(Object location annotation data)
* * * * * * *
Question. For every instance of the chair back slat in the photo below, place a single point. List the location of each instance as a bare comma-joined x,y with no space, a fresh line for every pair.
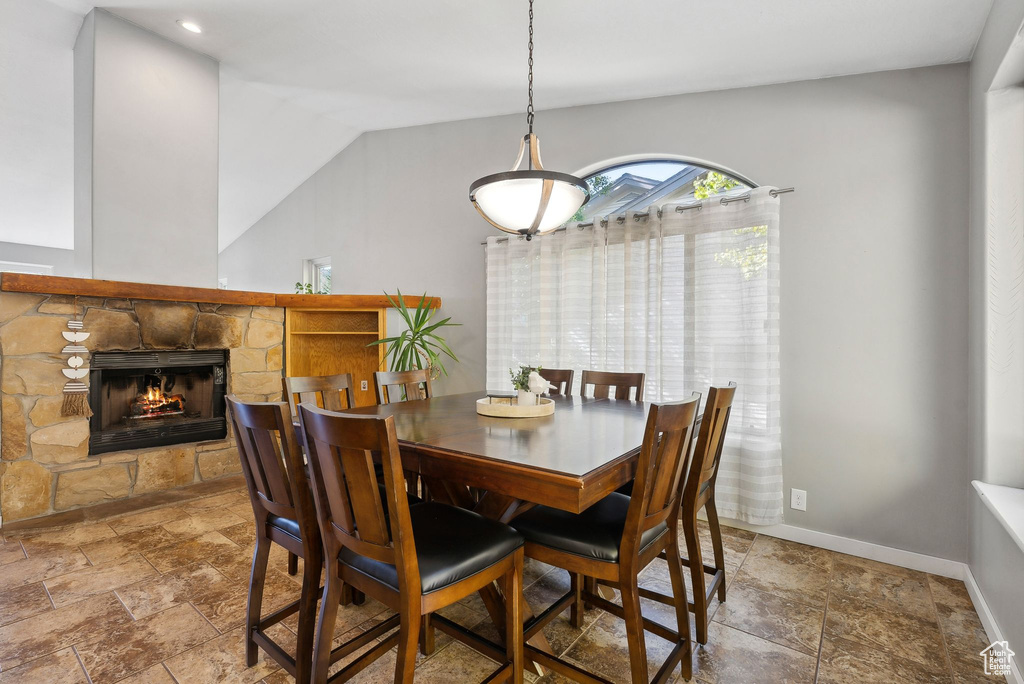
333,392
603,383
711,440
349,507
272,464
667,444
401,385
561,379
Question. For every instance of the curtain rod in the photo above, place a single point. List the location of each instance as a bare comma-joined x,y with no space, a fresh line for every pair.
680,209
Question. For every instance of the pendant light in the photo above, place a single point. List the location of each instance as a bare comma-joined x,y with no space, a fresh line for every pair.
528,201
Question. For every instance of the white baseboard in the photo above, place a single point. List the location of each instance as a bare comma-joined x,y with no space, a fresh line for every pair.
988,622
884,554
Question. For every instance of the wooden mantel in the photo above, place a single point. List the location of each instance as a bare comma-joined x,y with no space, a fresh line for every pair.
55,285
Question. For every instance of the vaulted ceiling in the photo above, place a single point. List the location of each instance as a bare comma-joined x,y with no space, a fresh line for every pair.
302,78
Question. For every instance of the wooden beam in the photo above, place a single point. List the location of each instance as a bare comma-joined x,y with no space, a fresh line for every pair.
56,285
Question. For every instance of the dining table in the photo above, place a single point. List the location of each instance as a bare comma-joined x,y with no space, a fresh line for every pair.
501,467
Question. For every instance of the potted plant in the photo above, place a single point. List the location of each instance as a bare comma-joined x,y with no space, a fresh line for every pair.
520,382
419,346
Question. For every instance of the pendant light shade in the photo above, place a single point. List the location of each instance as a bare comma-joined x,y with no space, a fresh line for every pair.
531,201
528,201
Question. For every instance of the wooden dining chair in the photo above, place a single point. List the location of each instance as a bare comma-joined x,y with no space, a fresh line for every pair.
333,392
414,559
698,492
603,382
561,379
613,540
279,489
415,385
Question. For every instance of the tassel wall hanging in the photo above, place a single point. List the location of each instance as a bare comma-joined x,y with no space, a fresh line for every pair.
76,392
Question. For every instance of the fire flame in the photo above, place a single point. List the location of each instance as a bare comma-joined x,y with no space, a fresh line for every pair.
155,401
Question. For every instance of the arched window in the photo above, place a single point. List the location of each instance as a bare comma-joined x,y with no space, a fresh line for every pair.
639,183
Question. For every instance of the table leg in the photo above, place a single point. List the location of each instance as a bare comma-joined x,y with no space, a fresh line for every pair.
496,507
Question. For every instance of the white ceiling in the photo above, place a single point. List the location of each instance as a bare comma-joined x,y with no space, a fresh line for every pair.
302,78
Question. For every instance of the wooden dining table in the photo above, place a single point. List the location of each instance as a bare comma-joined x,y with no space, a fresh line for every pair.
501,467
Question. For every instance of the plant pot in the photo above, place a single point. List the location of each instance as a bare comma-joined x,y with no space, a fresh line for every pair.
526,398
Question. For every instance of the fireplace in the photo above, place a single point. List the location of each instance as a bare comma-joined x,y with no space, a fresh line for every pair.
156,398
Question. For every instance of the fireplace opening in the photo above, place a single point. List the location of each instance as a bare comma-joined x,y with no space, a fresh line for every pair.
156,398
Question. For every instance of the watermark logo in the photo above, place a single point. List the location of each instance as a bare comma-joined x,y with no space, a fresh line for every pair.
996,658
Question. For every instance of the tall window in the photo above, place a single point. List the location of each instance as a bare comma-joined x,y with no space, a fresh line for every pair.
316,275
686,295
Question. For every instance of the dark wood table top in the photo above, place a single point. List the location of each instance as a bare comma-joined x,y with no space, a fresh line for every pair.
568,460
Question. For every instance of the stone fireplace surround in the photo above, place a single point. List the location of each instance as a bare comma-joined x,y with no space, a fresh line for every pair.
45,466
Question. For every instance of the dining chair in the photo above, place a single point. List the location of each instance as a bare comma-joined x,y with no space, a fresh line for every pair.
603,382
561,379
698,492
613,540
414,559
333,392
415,384
279,490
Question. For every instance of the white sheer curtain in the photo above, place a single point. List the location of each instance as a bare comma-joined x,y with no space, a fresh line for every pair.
688,297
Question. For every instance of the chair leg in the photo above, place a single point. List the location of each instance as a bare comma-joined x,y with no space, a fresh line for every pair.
696,575
716,542
513,616
409,636
576,612
253,606
307,620
325,626
634,630
590,585
682,612
427,636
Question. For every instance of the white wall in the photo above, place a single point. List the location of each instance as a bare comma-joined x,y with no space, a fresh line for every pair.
62,261
154,163
36,172
873,269
996,325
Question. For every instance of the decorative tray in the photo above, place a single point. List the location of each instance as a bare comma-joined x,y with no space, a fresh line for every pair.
500,407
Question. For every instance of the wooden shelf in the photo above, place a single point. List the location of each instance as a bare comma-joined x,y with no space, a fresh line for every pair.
329,341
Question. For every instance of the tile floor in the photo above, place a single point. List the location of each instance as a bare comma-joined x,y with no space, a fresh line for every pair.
159,597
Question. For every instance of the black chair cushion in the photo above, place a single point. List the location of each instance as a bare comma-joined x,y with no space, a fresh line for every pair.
452,544
290,526
594,533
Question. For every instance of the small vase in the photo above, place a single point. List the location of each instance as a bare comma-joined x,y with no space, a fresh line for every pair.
526,398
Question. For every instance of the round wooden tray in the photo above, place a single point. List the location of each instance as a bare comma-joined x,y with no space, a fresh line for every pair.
502,408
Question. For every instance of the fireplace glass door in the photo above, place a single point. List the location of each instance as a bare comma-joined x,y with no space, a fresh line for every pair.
156,398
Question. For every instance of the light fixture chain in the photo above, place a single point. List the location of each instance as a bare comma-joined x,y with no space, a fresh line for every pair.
529,107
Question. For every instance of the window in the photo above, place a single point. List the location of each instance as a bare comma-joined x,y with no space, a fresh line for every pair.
688,297
316,276
636,185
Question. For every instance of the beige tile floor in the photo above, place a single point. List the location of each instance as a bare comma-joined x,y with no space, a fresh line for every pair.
159,597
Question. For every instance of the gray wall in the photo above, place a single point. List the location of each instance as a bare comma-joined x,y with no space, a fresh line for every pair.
61,260
997,565
873,252
153,116
995,560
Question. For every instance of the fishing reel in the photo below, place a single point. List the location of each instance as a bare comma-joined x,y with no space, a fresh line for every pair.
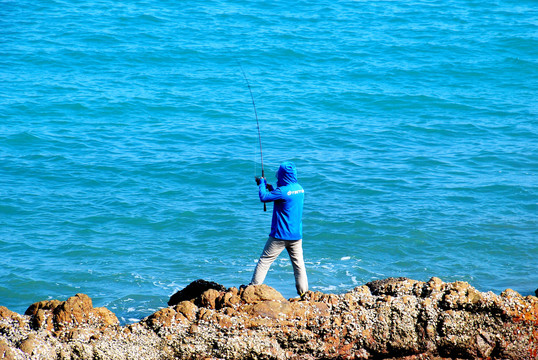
* * * * * * *
TASK: Write the entries above out again exactly, but not the pictures.

RESPONSE TO THE EXERCISE:
Question. For every instance of the chair back slat in the photo below, place a single point. List the location of each instance as a bare comma-joined x,y with no space, a fresh line for every pair.
333,392
603,383
711,440
349,507
272,464
667,444
401,385
561,379
Question. For every instance of the curtain rod in the photo above, place a single point. List the location of each instance as a bare comma-joined x,y with no space, a fresh line for every pair.
680,209
Question. For every instance of the pendant light in the photo above, place a single point. List the location of each instance as a bare comma-joined x,y with no space, a fresh line for every pair.
528,201
Question. For every instance of the white baseboard in the photo above, place a single point. List the location of each instance as a bare comma-joined x,y with no space, a fresh line for every pair.
988,622
884,554
Question. For every instance of the wooden mantel in the photo above, place a single point. List the location of each instance as a bare comma-joined x,y with no space, a fresh line for every pair.
55,285
Question. For every instance of the vaulted ceiling in the photo above, place a single point. List the location of each instance as a bare comma-joined x,y with no space, a fresh line for every pair.
302,78
Question. For every instance of the wooden beam in the photo above, place a single point. List the location of each instance as a bare comma-joined x,y with no space, a fresh line for every pair.
56,285
Question. For every instance of the dining table in the photo above, place a single point. List the location of each instance as a bare comma-joined x,y with no space, a fresh line for every pair.
501,467
Question. For every instance of the potted plant in the photo above, place a single point. List the location of each instance as a bare comma-joined x,y with no space, a fresh line for every pair.
520,382
419,346
Question. For every instance of the pendant light shade in the photo above, place a single point. List the location of each instance as a bare comma-joined x,y with no space, a fresh line for every pair.
531,201
528,201
Question. For every instance of the wooden dining chair in the photo above, place a single point. List the location of each instance as a bare comma-joined x,y with no space, a fresh line for every pair.
333,392
414,559
698,492
603,382
561,379
613,540
279,489
415,385
Question. For every instance of the tassel wall hanging in the photo above, place a single point. List the location of each instance as a bare comma-joined x,y with no space, a fresh line for every pair.
76,392
Question. For every instance of the fire flame in the photo above, place a single point. List the location of each instance as a bare comma-joined x,y with no space, a fresh line for every pair.
155,401
Question. For every instance of the arched window in the photo above, place a single point. List the location of each instance as a bare comma-joined x,y with no space, a fresh line for every pair.
639,183
Question. For every instance of the table leg in the photo above, place a single point. List the location of each instance as a bare comma-joined x,y with no space, a fresh line for every pair.
496,507
Question. For every instance of the white ceiling in the photo above, place a single point. List the location of each instance as a bare comma-joined x,y with no space, a fresh line for every pair.
302,78
Question. For every instance of the wooden dining table in the photo above, place a single point. List the location of each instance as a bare comma-joined x,y with no space, a fresh line for every pair.
501,467
Question. For every instance of the plant pot in the photo above, place a single point. List the location of each instance as a bare comma-joined x,y with no space, a fresh line for every pair.
526,398
Question. For every instance of the fireplace in the photo above, place a single point. List the location of each instance as a bare comma-joined x,y with no space, a fresh line for every pair.
156,398
Question. For every instance of the fireplace opening in the photo above, place a single point. List the location of each instance as a bare comma-joined x,y with no space, a fresh line for every pair.
156,398
Question. For every instance of the watermark logo in the photo above, place a single point. List the location of each instance as a bare comma-joined x,y with no space, a fresh line for every pair.
996,658
Question. For every instance of the tall window in the photo above, place a single point. List the location of each instance as a bare comma-joined x,y with no space, a fresh line for every pair.
316,275
686,295
Question. For every instance of the dark wood table top in the photo above, place a single point. List the location of each instance as a bare comma-joined x,y with no space, a fresh line for every pair.
568,460
Question. For every instance of the stone fireplace surround in the photo above, place a single point. List the location of each instance as a bare comma-joined x,y with no space, a fresh line for every pair.
45,466
Question. For every instance of the dining chair in the photo above, place a single point. List the location of each instance as a bare comma-joined x,y with no space, a fresh line for every pair.
603,382
561,379
698,492
613,540
414,559
333,392
415,384
279,490
Question. For every instance of the white sheer curtain in the photo above, place a single point. List the location of each instance as a bare comma-joined x,y with no space, a fresh line for every pair.
688,297
Question. For every instance of the chair leg in the photo above, place a single point. List the location of each instance as a bare comma-joined x,y with no space, a fresh line for every pair.
696,575
716,542
513,616
409,636
576,612
253,606
307,620
325,626
634,630
590,585
682,612
427,636
Question. For every instance of the white wall in the photo above, place a single point. List the location of each instance as a bare comma-joined x,y with no space, a fresh line for every pair.
62,261
154,163
36,172
873,269
996,325
Question. For every instance of the decorative tray in the photo above, place a single point. List the location of each instance as a bare comma-joined x,y with no space, a fresh line for every pair.
500,407
Question. For every instance of the wooden shelf in the photo above, place a single point. List the location of each instance as a bare comma-joined x,y with no space, a fresh line for every pair.
329,341
Question. For every instance of the tile floor in the photo above, place a single point. List the location of each instance as a bare comma-joined x,y with no space, a fresh line for every pair.
159,597
Question. For every instance of the black chair cushion in the photo above, place a single point. List the location of each instance as a bare comma-joined x,y with no space, a fresh line for every pair.
452,544
290,526
594,533
Question. For every instance of the small vase in the photo above, place a single point. List the location of each instance as a bare comma-joined x,y with no space, a fresh line for every pair.
526,398
Question. For every instance of the round wooden tray in the photo above, place a single point. List the location of each instance as a bare comma-joined x,y with no space, a fresh line for every pair.
502,408
Question. For every instance of the fireplace glass door in the photo above, place a single point. List the location of each instance as a bare comma-joined x,y with no space, a fresh line for every pair.
156,398
Question. For every instance of the light fixture chain in the photo above, place a single point. List the location of each instance as a bare comma-joined x,y with no space, a fresh line for every pair.
529,107
Question. For every instance of the window in the photo above, place a single point. List the location of each instance as a bare comma-joined x,y with no space, a fresh line for every pair.
688,297
316,276
636,185
Question. For every instance of the beige tile floor in the photo above, place a single point. List the location of each instance as a bare comma-joined x,y with no space, a fresh line for every pair.
159,597
Question. For every instance of the gray wall in the photo above, place a single point. List the location of each instance as a bare comma-joined x,y with no space, a fresh line for every pair.
61,260
997,565
873,252
153,116
995,560
Question. For every instance of the fishing reel in the photo below, place a single point. List the location of each instance as a bare comma-joined x,y with no space, a fresh line for every pair.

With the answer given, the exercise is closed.